Outline labeling records:
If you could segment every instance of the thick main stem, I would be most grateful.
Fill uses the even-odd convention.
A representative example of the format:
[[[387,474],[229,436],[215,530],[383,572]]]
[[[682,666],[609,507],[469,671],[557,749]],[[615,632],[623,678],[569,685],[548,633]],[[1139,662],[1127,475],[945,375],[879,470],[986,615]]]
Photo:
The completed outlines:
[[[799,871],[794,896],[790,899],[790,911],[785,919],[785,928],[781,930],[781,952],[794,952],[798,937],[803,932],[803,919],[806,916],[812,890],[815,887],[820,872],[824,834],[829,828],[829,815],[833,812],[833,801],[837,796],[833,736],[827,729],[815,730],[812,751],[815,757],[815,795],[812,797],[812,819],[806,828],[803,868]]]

▶ **What you should do**: Copy the lines above word for word, without changing anything.

▶ **Solution for this problem**:
If you could segment every instance of the thick main stem, I would be most grateful.
Fill uses the even-odd convention.
A representative example of the format:
[[[387,474],[229,436],[215,530],[383,572]]]
[[[682,666],[609,507],[469,671],[557,749]],[[615,632],[623,678],[569,685],[548,633]],[[1139,662],[1127,475],[945,375],[879,470],[986,615]]]
Photo:
The completed outlines:
[[[799,871],[794,896],[790,899],[790,911],[785,919],[785,928],[781,930],[781,952],[794,952],[798,937],[803,932],[803,919],[806,916],[812,890],[815,887],[820,872],[824,834],[829,828],[829,815],[833,812],[833,801],[837,796],[833,736],[827,729],[815,730],[812,751],[815,757],[815,795],[812,797],[812,819],[806,828],[803,868]]]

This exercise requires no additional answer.